◆ REQUIRED TASKS ◆
(a) List every distinct calendar year mentioned in the text on emigration to avoid conscription, in ascending order.
(b) According to the text on emigration to avoid conscription, how did the Syrian regime try to force potential male conscripts back to the country?
(c) Resume the text on emigration to avoid conscription, picking up right after its final sentence.

◆ TEXT BLOCK ◆

Certainly, there is nothing unique about these Ukrainian refugees in this regard. Especially with modern-day war-torn countries, we can find populations of men who were at least in part motivated by a desire to avoid “the draft” in their respective nations of birth. Many young men have left Syria in recent years, for instance, rather than be forced into fighting in the civil war there. In response, the Syrian regime has attempted to force potential male conscripts back to the country by confiscating the property of the families of men who don’t comply.
Conscription also often blurs the line between economic migrants and refugees. After all, men who have been conscripted often earn little to no compensation for their labors. This means many potential conscripts flee not only to avoid military service, but to find employers who will actually pay for their labor. This is the case in Eritrea, where open-ended conscription can mean years of lost wages. Many have emigrated to avoid this fate.
But emigration as a common means of conscription avoidance certainly transcends both time and space. Moreover, many of those of us who live in frontier nations largely populated by immigrants over the past two hundred years are likely to find at least one ancestor who left for the New World in order to avoid “the draft.” Indeed, Americans who research family history might have noticed that guides to finding records of their ancestors—such as this one from the Center for Family History and Genealogy—cite documentation of conscription avoidance as a possibly fruitful source of information.
Ethnic Minorities Prone to Emigration
Ethnic and cultural minorities have often been the most prone to emigrating to avoid conscription.
Many Jews in central and eastern Europe were denied full legal rights in their home countries, yet were often nonetheless required to provide military service. Many thus chose to emigrate.
In the Ottoman Empire, Christians in the early twentieth century suddenly found themselves in the position of being forced to fight for the Muslim-controlled regime. This minority, of course, included Christian Armenians, who emigrated in sizable numbers as a result. As historian David Gutman writes: “After October 1909, non-Muslims could no longer pay an exemption tax … to avoid mandatory military service as they had been permitted to do since 1856.” The regime at the time claimed that
“those who benefitted from the constitutional order that provided liberty to all citizens regardless of their religious or ethnic background should be willing to defend it with their lives.” …
… Draft dodging appears to have been a significant driver of emigration from the Ottoman Empire between 1910 and 1914, although it is not clear to what degree this was the case. Both Ottoman and American archival sources attribute much of the spike in overseas migration in this period to the escape of military-aged men. Meanwhile, figures provided by the United States Immigration Commission for the years following the 1908 revolution show a dramatic increase in Armenians entering the United States from a low of three thousand in 1911 to more than nine thousand in 1913…. More tellingly, between 1909 and 1915, a greater percentage of Armenian migrants admitted to the United States were male when compared to the period preceding 1908.

◆ DATA ENTRIES ◆

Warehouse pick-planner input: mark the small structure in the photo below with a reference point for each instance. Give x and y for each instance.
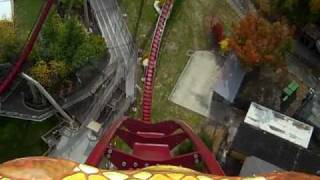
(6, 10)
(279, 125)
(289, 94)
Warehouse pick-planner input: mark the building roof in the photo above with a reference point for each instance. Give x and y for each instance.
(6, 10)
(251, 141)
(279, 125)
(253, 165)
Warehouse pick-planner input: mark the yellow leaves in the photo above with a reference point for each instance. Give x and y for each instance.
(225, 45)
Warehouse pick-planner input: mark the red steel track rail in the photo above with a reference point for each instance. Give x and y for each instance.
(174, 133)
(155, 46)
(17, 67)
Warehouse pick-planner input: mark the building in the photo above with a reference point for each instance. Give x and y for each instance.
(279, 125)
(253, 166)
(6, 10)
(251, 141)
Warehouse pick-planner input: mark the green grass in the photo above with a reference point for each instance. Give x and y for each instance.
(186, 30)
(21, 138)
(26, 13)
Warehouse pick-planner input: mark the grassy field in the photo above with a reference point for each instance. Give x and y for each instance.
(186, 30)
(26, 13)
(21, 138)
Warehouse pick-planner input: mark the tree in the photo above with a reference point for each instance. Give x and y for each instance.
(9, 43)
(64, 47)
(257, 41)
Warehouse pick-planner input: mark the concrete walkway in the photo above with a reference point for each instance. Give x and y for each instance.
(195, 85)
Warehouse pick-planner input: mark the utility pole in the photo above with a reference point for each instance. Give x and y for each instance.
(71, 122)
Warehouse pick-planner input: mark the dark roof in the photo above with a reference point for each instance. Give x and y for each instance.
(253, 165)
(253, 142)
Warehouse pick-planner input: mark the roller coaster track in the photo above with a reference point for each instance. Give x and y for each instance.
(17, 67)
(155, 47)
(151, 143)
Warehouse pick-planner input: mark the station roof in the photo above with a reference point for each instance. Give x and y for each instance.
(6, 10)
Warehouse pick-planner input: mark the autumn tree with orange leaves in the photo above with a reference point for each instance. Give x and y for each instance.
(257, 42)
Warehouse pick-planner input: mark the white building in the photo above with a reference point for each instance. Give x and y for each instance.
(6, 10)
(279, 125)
...
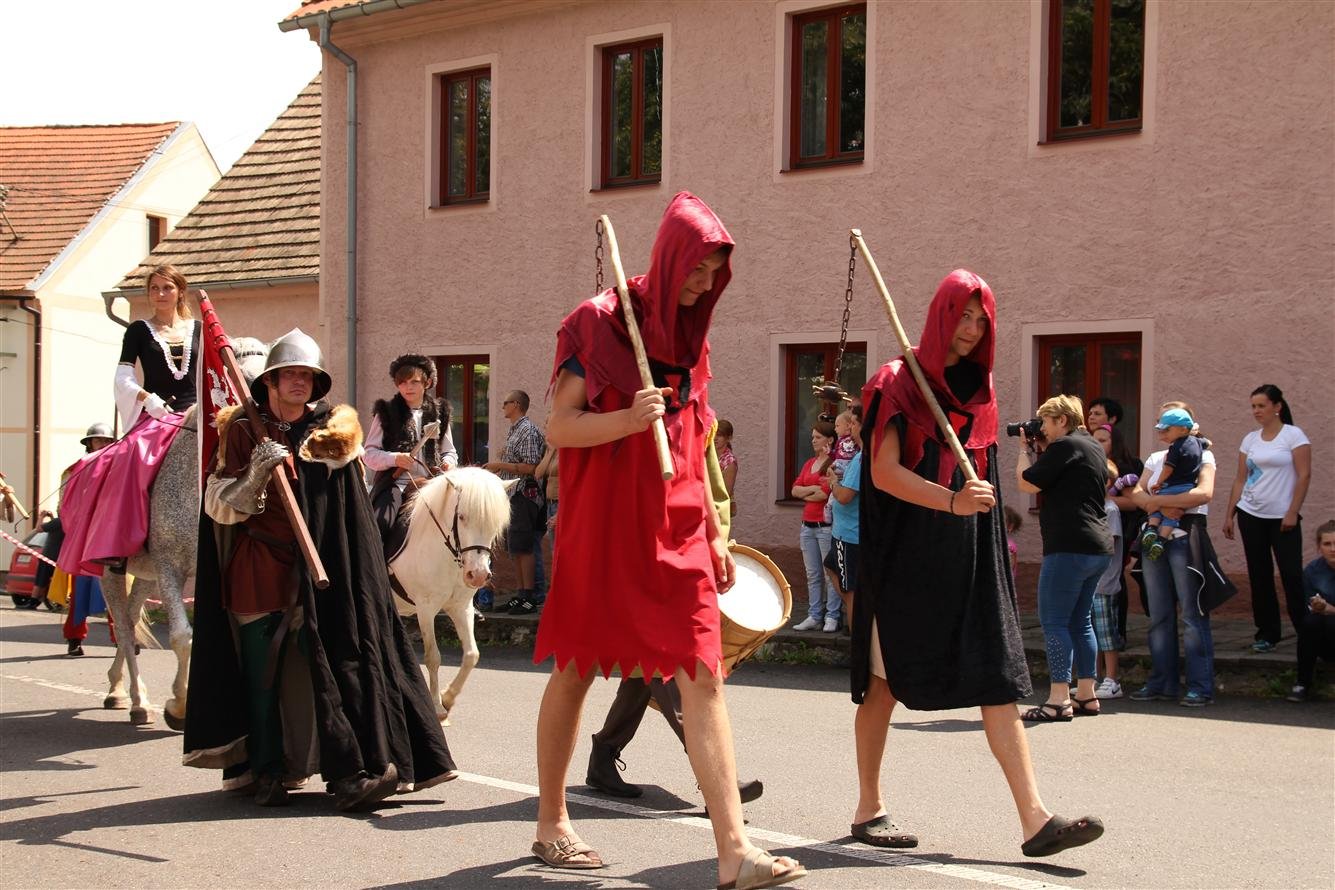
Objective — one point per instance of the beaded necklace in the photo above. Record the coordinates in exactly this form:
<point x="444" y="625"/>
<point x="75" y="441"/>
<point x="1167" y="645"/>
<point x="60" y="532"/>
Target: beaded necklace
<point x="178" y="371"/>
--
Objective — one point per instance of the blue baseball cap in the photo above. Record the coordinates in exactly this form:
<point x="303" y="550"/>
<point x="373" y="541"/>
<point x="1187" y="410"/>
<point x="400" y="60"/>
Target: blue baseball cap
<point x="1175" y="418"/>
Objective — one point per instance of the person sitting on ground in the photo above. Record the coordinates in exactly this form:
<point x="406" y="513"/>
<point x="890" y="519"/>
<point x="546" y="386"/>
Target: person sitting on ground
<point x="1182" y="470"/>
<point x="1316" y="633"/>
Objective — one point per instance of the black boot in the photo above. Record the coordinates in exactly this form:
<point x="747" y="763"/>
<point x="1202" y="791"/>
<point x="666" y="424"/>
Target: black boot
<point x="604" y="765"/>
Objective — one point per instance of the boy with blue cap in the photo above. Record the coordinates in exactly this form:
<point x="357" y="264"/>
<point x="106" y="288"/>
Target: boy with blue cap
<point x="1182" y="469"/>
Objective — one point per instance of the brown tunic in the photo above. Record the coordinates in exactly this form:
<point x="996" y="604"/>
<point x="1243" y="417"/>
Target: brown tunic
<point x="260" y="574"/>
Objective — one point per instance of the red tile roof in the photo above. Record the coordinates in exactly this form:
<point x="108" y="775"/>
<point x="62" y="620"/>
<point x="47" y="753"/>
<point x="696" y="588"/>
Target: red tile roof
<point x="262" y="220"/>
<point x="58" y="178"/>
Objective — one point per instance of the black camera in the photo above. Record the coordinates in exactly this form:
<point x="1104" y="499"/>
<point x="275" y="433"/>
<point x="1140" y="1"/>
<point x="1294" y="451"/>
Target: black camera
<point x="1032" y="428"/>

◆ OUTPUTS ◆
(a) 1856, 1908, 1909, 1910, 1911, 1913, 1914, 1915

(b) It confiscated the property of the families of men who didn't comply.

(c)
These emigrants were more farsighted than even they knew. The true absurdity of providing military service to the Ottoman state would become abundantly clear with the commencement of the Armenian Genocide just a few years later.
Nor was it just the Armenians. Many citizens of the Ottoman empire in Palestine—many of them Christians—also sought to leave. Yasir Suleiman writes that while economic factors were a common motivation, also important “was the desire to avoid conscription in the last days of the Ottoman rule and the uncertain political situation in Palestine since then.” Emigration of this sort was also popular among Palestinian Christians because a common destination was the United States—and elsewhere in the Americas—where Christianity was the majority religion. This naturally eased what was a difficult transition.
Some immigrant groups in America, such as the Volga Germans, are practically defined by their avoidance of conscription. Specifically, the Volga Germans in America are descended from Germans who emigrated to Russia in the eighteenth century on the condition that they would not be subject to conscription into the czar’s army. When these exemptions were revoked in the nineteenth century, many Volga Germans emigrated to the United States, where they today constitute a sizable portion of the ethnic German populations of the Dakotas, Nebraska, Kansas, Oregon, and Washington. Anabaptist subgroups of the Volga Germans also fled to America to avoid conscription. Groups such as the Hutterites and the Mennonites were explicitly opposed to military service.
Germans, Iberians, and Japanese
But one need not be an ethnic minority to pursue the benefits of draft avoidance via emigration.
Before the Volga Germans, many other Germans had fled the German kingdoms. A large percentage of Germans arrived in Chicago “during the 1830s … to avoid conscription in the army.”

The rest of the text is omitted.